Karl-Heinz Florenz (Germany)
MEPs speak out on dementia
Karl-Heinz Florenz (Germany) contributes to the first edition of the Dementia in Europe Yearbook which presented information on the prevalence of dementia, the availability of anti-dementia medicines and the provision of home care (December 2007).
Karl-Heinz Florenz: Alzheimer as a part of dementia is a disease which is growing to be one of the big themes in the western hemisphere. Actually, it is one of the major causes of death in the western countries.
This illness is so malicious because its consequences hit the patients in the most fundamental aspects of their lives - in the most elementary behaviour like talking, thinking, remembering. Alzheimer steals memories - and with these, in fact a whole life. Another cause for the depressing character of this illness is the fact that it does not influence only the patient, but all relatives and friends who have known the ill person before Alzheimer - who are then accompanying the sick persons on their difficult way to living with the illness.
As Chairman of the Committee for environment, public health and food safety in the European Parliament, the vehement fight against Alzheimer is one of my main requests. We have figured out its potential impacts and are working on practicable solutions - solutions for the benefit of the population. It makes me confident to see that there have been big advances in our fight against Alzheimer and dementia in the last years. However, these little steps may not lead astray from the fact that there is still a long way to go to help the Alzheimer patients.
────
WHAT YOU WILL DO:
• A. According to the Florenz contribution on dementia, which committee of the European Parliament did Karl-Heinz Florenz chair?
• B. Decide whether each statement agrees with the Florenz contribution on dementia, answering yes or no and quoting the deciding words: (i) The first Dementia in Europe Yearbook presented information on the provision of home care. (ii) Alzheimer affects only the patient. (iii) Florenz says little remains to be done to help Alzheimer patients.
• C. Rewrite the Florenz contribution on dementia from "As Chairman of" to "the Alzheimer patients.", swapping "Chairman" for "Chair".
────
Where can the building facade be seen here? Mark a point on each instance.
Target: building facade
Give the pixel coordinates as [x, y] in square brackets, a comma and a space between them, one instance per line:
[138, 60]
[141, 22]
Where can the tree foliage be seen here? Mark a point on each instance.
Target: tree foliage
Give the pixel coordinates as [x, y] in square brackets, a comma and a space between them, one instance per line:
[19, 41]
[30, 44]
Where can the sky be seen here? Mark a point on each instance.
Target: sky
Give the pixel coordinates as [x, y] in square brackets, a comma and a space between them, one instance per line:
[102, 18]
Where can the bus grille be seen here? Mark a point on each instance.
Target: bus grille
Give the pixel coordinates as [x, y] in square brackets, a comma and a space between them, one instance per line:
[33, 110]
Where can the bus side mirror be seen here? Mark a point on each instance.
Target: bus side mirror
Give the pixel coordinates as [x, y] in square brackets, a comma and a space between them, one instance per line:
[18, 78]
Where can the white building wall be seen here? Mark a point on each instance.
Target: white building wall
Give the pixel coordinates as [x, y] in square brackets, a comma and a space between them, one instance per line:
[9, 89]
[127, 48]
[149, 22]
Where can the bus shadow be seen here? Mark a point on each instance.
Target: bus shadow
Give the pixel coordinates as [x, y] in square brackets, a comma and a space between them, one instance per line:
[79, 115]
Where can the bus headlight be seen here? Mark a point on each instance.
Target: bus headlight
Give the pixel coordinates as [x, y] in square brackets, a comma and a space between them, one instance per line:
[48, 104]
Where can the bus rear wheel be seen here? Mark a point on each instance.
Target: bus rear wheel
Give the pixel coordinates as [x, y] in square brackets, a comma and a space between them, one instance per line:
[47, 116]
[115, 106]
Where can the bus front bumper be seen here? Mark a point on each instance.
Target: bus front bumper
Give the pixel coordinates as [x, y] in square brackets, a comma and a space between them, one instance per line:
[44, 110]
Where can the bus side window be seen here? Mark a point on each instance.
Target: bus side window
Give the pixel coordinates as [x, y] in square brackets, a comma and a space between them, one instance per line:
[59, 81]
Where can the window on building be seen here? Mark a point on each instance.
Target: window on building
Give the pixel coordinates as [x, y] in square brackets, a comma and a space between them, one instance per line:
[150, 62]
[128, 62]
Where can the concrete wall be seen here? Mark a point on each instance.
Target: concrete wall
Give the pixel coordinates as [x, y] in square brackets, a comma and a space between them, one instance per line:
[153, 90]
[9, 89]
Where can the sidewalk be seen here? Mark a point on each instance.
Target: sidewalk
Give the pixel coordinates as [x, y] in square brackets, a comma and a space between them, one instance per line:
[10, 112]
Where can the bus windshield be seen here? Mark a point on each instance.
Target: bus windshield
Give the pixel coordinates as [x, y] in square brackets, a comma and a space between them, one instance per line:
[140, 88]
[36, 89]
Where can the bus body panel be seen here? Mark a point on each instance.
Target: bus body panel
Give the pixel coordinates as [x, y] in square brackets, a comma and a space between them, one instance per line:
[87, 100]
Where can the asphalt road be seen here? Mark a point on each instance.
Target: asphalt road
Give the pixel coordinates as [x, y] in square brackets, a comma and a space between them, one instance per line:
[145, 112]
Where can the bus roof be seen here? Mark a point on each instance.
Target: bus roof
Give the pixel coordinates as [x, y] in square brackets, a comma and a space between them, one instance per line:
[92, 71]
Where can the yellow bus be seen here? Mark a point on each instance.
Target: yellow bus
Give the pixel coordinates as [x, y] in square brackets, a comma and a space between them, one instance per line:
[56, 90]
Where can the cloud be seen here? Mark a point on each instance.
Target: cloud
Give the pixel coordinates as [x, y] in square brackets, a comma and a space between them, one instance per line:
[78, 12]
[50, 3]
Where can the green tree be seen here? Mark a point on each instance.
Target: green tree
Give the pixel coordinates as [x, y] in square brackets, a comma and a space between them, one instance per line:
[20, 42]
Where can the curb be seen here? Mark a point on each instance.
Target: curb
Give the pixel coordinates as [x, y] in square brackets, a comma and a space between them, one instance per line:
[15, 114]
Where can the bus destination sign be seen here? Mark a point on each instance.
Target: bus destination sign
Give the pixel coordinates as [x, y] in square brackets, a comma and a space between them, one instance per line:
────
RESULTS OF THE EXERCISE:
• A. The Committee for environment, public health and food safety.

• B.
(i) Yes: "presented information on the prevalence of dementia, the availability of anti-dementia medicines and the provision of home care"
(ii) No: "it does not influence only the patient, but all relatives and friends who have known the ill person before Alzheimer"
(iii) No: "there is still a long way to go to help the Alzheimer patients"

• C.
As Chair of the Committee for environment, public health and food safety in the European Parliament, the vehement fight against Alzheimer is one of my main requests. We have figured out its potential impacts and are working on practicable solutions - solutions for the benefit of the population. It makes me confident to see that there have been big advances in our fight against Alzheimer and dementia in the last years. However, these little steps may not lead astray from the fact that there is still a long way to go to help the Alzheimer patients.